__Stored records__
⟨
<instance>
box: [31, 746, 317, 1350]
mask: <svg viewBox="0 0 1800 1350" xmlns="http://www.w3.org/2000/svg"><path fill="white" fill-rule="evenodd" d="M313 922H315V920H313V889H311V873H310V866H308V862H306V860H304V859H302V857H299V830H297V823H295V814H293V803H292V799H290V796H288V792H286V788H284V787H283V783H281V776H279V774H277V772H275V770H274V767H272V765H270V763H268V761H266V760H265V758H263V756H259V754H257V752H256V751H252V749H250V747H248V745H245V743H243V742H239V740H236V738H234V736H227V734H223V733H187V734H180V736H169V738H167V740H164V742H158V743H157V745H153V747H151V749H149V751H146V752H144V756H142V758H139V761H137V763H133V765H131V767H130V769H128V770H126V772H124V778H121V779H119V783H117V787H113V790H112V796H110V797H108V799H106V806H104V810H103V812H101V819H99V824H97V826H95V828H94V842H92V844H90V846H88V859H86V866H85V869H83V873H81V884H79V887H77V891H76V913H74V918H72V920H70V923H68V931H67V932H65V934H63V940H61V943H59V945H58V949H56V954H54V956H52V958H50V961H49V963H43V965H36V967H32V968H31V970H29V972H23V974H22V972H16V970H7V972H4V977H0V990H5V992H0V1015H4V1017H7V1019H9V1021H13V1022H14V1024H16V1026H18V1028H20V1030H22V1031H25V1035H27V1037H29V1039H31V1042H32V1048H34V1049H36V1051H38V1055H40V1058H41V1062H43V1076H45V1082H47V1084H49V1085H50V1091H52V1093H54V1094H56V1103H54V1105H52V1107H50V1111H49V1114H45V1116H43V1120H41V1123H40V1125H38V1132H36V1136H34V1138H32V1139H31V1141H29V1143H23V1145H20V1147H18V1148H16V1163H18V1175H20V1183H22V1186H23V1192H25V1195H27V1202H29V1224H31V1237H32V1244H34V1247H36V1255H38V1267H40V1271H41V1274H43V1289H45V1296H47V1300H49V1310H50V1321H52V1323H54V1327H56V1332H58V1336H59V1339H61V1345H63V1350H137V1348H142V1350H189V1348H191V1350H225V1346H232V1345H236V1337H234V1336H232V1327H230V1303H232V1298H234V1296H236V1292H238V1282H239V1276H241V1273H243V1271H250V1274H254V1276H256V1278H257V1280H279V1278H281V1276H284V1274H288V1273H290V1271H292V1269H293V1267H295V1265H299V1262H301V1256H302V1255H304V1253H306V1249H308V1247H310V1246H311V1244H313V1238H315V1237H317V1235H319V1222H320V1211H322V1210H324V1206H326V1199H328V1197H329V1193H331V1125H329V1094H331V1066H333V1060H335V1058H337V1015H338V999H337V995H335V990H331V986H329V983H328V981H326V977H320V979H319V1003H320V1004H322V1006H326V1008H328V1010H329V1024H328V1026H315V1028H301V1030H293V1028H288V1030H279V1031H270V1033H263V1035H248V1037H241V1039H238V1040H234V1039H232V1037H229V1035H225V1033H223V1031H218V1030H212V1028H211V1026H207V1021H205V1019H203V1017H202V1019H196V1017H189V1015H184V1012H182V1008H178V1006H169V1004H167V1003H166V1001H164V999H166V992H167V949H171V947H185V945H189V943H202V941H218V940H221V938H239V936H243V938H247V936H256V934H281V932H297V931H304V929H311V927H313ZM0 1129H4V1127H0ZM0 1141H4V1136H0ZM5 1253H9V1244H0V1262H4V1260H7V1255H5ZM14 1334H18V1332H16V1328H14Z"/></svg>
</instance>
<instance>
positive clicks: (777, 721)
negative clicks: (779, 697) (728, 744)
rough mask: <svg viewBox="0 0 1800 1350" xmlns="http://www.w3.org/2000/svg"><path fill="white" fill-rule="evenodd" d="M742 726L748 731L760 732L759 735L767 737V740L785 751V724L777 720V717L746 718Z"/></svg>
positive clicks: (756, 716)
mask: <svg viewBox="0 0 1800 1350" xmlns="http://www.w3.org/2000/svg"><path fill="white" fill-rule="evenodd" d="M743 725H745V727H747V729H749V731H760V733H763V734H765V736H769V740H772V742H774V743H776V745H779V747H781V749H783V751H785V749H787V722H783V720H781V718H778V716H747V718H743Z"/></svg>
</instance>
⟩
__PROMPT__
Gather and copy every line above that contains the string "clicks". The match is case-sensitive.

__ANSWER AREA__
positive clicks: (777, 721)
negative clicks: (779, 697) (728, 744)
positive clicks: (756, 716)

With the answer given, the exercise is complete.